- _TASK GOAL_:
All that is wanted is the span of lines from the one with "Confirm that each instance of the tunic neckline" to the last line of the data, copied exactly.

(Natural language region descriptions)
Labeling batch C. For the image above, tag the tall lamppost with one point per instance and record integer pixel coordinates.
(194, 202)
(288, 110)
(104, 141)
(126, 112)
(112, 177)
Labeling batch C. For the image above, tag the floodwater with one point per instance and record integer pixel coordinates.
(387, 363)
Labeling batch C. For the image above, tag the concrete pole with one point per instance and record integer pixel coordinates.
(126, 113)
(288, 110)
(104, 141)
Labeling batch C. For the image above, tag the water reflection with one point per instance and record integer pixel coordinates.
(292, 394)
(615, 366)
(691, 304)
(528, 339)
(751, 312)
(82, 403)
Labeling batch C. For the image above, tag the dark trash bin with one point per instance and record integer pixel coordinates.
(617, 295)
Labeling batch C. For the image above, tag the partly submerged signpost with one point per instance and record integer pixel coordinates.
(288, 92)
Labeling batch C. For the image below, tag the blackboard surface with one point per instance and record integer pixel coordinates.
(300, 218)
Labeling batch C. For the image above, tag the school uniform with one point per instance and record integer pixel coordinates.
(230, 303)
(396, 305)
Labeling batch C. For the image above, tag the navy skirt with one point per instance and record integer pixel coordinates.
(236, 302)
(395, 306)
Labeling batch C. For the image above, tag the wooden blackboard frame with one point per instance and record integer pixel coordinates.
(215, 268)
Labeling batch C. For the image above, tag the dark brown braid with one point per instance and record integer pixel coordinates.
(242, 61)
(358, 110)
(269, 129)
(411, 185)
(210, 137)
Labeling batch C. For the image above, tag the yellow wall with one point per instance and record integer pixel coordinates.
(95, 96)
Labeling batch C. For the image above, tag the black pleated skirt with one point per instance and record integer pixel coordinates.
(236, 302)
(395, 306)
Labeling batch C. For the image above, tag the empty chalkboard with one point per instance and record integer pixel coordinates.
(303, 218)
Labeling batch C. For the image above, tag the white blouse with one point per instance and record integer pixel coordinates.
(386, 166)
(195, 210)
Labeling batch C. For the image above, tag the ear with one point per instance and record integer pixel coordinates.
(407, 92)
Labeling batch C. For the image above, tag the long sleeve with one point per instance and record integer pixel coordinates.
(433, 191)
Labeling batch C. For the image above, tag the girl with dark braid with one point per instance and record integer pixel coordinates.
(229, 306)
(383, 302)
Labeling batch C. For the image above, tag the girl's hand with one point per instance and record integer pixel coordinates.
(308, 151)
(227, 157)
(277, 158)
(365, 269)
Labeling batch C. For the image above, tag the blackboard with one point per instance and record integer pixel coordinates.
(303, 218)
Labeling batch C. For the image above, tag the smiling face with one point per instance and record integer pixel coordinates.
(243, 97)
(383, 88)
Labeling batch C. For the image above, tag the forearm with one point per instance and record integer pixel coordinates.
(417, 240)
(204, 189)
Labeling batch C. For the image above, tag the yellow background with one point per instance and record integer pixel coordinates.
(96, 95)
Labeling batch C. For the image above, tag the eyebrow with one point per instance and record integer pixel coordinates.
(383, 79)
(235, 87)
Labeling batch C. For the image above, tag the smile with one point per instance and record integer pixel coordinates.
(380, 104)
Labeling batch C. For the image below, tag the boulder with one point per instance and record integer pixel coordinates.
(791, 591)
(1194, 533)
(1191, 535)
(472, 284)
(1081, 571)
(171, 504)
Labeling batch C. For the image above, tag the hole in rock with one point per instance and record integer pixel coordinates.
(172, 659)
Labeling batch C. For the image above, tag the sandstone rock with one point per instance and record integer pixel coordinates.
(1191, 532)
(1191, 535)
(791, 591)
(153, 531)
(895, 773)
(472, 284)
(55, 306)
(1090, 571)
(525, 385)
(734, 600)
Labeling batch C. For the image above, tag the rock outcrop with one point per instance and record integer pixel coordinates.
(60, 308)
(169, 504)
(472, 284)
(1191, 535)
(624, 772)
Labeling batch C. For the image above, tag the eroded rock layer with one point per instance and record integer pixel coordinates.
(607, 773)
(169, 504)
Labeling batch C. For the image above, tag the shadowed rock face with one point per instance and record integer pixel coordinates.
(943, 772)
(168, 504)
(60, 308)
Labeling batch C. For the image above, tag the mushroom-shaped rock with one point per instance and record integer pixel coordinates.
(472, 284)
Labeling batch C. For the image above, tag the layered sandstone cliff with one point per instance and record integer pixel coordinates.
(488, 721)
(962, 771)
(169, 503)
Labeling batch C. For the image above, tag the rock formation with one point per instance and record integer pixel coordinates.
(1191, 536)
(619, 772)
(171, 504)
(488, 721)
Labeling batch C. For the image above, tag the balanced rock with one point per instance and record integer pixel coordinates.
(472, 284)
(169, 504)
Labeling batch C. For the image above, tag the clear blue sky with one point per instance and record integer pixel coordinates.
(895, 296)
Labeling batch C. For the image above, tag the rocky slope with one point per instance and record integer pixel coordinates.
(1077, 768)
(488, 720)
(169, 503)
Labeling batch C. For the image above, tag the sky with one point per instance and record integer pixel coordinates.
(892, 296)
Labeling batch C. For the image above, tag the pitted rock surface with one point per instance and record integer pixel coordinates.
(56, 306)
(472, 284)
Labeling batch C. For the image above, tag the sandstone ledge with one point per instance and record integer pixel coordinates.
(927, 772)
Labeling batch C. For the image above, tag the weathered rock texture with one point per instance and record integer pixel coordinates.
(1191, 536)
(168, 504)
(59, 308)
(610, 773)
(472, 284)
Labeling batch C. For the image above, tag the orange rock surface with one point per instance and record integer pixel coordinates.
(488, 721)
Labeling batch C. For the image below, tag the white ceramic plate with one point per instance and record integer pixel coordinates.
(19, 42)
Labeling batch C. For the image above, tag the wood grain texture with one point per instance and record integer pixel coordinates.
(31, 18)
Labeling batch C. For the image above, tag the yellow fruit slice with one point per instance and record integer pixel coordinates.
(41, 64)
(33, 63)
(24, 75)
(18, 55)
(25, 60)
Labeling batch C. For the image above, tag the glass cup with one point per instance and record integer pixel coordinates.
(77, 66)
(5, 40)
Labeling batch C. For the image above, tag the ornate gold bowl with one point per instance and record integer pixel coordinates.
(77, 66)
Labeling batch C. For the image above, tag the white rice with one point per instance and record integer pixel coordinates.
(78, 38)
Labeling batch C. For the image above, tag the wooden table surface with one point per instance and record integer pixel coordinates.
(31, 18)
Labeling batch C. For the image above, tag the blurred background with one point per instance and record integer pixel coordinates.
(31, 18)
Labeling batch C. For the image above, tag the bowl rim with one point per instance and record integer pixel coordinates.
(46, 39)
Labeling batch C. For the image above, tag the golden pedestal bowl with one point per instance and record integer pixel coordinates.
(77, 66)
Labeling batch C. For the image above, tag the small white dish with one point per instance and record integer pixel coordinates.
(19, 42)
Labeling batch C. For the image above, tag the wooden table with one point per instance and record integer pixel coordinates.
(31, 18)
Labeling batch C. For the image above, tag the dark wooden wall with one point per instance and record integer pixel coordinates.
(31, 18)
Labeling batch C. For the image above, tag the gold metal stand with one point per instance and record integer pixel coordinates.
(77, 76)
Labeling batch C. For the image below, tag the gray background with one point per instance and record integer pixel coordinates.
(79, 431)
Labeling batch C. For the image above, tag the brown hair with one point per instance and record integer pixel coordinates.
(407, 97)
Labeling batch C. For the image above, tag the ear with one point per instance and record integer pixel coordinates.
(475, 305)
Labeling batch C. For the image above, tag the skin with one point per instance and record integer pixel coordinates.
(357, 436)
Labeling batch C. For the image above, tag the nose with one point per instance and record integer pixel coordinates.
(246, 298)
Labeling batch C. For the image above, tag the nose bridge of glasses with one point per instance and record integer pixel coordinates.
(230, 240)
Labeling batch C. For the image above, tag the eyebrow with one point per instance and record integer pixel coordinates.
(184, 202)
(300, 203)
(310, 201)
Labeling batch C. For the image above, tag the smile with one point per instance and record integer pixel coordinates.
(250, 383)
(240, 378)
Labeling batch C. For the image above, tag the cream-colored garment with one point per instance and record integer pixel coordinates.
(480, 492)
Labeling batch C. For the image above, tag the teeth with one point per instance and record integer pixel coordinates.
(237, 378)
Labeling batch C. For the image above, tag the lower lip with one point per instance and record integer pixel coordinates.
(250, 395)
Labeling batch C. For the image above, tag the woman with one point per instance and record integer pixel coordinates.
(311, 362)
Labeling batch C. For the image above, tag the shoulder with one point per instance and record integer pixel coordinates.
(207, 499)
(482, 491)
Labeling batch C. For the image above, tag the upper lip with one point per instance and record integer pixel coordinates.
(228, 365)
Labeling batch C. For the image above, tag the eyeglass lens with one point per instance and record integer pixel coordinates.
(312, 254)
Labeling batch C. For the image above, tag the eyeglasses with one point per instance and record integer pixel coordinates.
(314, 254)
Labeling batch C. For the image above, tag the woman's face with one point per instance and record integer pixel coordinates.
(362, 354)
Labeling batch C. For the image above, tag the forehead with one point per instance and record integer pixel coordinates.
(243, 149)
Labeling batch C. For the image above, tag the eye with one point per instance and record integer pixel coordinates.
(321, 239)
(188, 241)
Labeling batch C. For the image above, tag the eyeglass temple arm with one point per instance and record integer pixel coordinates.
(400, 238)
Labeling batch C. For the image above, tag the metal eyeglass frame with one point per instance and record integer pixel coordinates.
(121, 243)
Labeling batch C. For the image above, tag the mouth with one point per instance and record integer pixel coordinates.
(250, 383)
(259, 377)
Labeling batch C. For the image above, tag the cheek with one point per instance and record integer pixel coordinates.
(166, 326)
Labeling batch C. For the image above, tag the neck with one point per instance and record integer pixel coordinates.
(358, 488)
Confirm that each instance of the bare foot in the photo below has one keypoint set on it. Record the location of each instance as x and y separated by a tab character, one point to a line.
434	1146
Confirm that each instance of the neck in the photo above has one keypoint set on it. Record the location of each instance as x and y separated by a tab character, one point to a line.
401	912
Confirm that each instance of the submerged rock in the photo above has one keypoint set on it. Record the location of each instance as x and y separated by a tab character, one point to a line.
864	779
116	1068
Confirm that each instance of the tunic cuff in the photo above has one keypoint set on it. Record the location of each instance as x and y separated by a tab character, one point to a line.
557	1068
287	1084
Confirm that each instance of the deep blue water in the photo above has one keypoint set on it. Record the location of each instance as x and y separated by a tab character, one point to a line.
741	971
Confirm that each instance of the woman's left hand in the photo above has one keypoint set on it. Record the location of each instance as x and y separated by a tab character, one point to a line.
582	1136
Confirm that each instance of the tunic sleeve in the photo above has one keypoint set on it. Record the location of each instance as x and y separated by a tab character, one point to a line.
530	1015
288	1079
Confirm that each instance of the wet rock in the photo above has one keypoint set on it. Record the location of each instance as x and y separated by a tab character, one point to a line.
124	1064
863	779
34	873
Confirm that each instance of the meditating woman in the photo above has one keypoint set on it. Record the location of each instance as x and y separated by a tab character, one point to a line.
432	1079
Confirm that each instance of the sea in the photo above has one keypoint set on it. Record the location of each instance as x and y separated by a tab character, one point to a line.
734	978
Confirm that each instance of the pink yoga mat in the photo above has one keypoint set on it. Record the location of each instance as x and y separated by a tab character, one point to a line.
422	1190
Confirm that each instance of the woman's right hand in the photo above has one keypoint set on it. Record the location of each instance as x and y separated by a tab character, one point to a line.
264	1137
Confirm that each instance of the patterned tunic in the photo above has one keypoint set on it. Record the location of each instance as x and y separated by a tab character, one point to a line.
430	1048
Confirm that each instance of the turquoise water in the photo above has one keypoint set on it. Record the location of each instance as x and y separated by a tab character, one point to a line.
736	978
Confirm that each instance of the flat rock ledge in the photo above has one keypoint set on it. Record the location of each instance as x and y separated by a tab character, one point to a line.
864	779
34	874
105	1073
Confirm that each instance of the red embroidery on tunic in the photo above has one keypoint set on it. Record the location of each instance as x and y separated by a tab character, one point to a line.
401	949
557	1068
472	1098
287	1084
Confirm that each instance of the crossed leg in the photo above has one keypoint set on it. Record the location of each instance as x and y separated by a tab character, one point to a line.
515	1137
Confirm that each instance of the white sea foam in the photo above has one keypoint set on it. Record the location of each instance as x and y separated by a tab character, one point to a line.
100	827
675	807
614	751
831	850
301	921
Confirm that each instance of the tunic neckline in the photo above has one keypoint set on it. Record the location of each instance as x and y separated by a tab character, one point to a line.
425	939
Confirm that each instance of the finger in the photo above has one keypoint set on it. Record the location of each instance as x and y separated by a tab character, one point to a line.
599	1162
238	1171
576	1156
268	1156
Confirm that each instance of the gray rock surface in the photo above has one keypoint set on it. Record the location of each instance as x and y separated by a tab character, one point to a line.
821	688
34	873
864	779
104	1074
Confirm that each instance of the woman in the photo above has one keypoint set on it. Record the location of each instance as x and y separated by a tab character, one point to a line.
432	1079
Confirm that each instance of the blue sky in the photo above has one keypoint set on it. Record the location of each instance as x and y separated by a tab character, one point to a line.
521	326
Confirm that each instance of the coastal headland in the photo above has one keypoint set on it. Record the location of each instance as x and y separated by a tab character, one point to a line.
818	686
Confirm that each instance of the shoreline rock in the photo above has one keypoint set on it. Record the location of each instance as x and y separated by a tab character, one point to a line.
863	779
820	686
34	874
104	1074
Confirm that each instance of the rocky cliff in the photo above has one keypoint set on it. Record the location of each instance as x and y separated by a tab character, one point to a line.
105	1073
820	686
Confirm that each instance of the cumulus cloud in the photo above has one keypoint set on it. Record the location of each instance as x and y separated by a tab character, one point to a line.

- _SOLUTION TO THE EXERCISE_:
Confirm that each instance of the tunic neckline in the photo above has one keypoint set on it. Record the location of each instance as x and y separated by a tab character, one point to a line.
425	939
Confirm that each instance of the finger in the photo above has one keypoint set on it. Record the location of each instance as x and y separated by a tab character, one point to a line.
599	1162
238	1171
576	1156
268	1156
Confirm that each instance of the gray rock surface in the photo above has one keypoint set on it. Record the location of each instance as x and y separated by a tab character, one point to a line.
821	688
34	873
864	779
104	1074
Confirm that each instance of the woman in the photo above has one keypoint set on it. Record the location of each instance as x and y separated by a tab character, one point to a line.
432	1079
Confirm that each instance of the blue sky in the photo above has one keypoint set on it. Record the location of each instance as x and y separated by a tab character, one point to a line.
521	326
Confirm that each instance of the coastal headland in the photo above has one keypoint set on it. Record the location of each instance as x and y separated by a tab character, one point to a line.
818	686
Confirm that each instance of the shoreline rock in the photo above has one keypoint set on it. Record the location of each instance as x and y separated by a tab character, one point to a line.
863	779
820	686
34	874
104	1074
Confirm that each instance of the rocky cliff in the photo above has one keypoint set on it. Record the location of each instance as x and y separated by a tab character, one point to a line.
105	1073
820	686
Confirm that each instance of the cumulus cloud in the photo above has one keypoint set on it. Record the location of each instance as x and y separated by a tab character, one point to a line.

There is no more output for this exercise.